**Records to use:**
+===+

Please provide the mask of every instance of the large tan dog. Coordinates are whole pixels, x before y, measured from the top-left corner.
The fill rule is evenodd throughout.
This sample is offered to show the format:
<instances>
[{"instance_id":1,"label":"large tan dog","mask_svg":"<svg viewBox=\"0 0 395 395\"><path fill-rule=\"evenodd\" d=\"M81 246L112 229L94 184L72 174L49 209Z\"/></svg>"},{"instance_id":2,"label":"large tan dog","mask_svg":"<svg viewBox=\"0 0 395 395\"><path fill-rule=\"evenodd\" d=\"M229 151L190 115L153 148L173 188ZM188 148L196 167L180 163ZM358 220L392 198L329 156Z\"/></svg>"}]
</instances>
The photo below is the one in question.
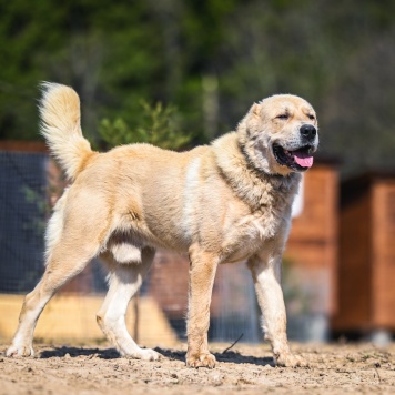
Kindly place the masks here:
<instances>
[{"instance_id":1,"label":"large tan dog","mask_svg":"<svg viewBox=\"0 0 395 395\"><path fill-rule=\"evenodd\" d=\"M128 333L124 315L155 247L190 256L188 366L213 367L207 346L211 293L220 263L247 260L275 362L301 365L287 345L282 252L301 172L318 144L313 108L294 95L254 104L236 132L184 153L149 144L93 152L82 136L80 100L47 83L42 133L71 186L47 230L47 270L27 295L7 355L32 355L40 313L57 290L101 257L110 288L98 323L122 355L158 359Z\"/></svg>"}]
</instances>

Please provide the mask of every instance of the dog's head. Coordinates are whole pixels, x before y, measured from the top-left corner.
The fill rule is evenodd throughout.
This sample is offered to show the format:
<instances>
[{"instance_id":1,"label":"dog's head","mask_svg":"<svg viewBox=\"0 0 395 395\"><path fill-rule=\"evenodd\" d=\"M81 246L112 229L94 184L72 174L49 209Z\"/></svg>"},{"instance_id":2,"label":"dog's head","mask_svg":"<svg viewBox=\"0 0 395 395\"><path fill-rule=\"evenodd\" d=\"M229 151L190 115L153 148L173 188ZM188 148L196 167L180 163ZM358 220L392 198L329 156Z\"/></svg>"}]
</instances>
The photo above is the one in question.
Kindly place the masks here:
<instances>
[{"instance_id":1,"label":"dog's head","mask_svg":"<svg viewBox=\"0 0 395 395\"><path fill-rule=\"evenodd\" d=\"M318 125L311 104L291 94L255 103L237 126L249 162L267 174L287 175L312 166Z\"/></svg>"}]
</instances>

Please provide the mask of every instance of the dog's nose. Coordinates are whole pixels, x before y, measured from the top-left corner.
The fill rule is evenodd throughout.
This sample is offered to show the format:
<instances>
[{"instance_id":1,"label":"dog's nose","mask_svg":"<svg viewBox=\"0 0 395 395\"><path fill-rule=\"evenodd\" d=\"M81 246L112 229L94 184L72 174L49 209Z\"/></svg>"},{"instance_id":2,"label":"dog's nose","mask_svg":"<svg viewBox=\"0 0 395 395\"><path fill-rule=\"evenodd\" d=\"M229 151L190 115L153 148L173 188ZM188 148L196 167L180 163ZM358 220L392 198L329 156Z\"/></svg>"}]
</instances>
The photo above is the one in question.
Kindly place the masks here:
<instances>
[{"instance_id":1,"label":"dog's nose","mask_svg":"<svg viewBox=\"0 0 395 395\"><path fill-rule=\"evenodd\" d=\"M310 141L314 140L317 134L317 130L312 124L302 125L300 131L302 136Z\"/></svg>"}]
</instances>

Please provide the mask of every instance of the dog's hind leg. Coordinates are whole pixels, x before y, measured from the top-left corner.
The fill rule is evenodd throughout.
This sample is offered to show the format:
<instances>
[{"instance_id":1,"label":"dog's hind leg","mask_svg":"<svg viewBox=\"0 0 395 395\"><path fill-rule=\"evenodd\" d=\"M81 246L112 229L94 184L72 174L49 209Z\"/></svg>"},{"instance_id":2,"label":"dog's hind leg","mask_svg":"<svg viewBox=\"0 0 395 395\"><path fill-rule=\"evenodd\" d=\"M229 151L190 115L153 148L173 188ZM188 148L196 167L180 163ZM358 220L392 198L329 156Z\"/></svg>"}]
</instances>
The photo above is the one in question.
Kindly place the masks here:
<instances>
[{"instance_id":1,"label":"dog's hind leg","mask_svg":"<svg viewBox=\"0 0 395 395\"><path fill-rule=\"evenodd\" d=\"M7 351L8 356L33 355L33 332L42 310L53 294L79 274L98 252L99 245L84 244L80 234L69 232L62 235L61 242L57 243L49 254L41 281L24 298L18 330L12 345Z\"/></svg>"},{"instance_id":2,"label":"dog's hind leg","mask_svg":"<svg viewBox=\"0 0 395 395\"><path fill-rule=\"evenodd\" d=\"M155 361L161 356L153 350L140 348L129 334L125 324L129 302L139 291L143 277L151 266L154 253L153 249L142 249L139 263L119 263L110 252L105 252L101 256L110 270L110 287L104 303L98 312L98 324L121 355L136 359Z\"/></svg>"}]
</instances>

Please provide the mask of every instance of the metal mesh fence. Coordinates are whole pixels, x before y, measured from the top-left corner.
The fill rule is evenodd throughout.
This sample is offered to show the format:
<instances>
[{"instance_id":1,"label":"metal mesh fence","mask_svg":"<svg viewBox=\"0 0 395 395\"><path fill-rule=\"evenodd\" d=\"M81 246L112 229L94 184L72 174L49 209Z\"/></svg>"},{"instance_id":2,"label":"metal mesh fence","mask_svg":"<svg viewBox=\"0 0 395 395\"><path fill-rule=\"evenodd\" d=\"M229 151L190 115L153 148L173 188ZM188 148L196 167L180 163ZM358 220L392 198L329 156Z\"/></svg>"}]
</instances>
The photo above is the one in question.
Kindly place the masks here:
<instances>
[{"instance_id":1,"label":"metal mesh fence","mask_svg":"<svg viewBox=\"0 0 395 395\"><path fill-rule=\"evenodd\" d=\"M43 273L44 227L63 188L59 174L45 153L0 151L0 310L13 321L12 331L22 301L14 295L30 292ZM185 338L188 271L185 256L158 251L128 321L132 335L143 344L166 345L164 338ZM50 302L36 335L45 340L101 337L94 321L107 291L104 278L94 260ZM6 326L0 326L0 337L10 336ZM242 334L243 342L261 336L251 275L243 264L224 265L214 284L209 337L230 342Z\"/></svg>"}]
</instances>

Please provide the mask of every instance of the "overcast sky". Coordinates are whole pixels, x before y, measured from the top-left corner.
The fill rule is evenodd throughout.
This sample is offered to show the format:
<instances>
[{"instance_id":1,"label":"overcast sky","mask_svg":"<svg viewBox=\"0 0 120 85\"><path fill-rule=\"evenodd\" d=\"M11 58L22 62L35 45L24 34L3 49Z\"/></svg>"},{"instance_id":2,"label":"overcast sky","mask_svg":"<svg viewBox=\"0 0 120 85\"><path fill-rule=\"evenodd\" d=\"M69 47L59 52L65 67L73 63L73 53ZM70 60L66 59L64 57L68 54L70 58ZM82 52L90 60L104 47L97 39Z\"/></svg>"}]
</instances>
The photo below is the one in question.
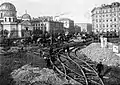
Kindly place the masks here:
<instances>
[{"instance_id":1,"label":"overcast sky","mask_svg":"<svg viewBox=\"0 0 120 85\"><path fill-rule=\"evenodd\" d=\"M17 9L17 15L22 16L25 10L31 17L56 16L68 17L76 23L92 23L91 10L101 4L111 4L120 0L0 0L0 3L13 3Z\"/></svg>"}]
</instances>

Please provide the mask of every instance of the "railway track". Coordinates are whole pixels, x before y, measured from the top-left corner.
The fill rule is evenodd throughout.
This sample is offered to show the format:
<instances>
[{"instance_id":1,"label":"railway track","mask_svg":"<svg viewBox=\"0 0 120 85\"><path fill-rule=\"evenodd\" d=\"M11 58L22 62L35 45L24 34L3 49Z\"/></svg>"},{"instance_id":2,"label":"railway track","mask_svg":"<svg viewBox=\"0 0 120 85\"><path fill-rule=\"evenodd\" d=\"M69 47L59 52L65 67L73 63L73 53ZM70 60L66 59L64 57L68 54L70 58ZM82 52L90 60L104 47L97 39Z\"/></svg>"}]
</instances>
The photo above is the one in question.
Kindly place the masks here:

+===+

**Challenge:**
Extract every line of the records that contains the word "measured", copying each line in full.

**The solution:**
Please provide the mask of every instance of the large tan dog. Coordinates are whole pixels, x before y, measured from the top-left corner.
Please provide the mask of every instance of the dog's head. Coordinates are whole pixels, x before y, measured from the top-left corner.
Please provide the mask of every instance of the dog's nose. Coordinates are whole pixels, x before y, measured from the top-left corner.
Please provide the mask of every instance of the dog's hind leg. Coordinates are whole pixels, x before y, measured from the top-left corner.
Please provide the mask of every instance of the metal mesh fence. Coordinates are whole pixels, x before y, measured from the top-left corner.
Please provide the mask of every instance of the "overcast sky". Coordinates are whole pixels, x before y, measured from the top-left corner.
Please provide the mask of every instance of the "railway track". Coordinates are whole pixels, x before y, measured from the top-left corner.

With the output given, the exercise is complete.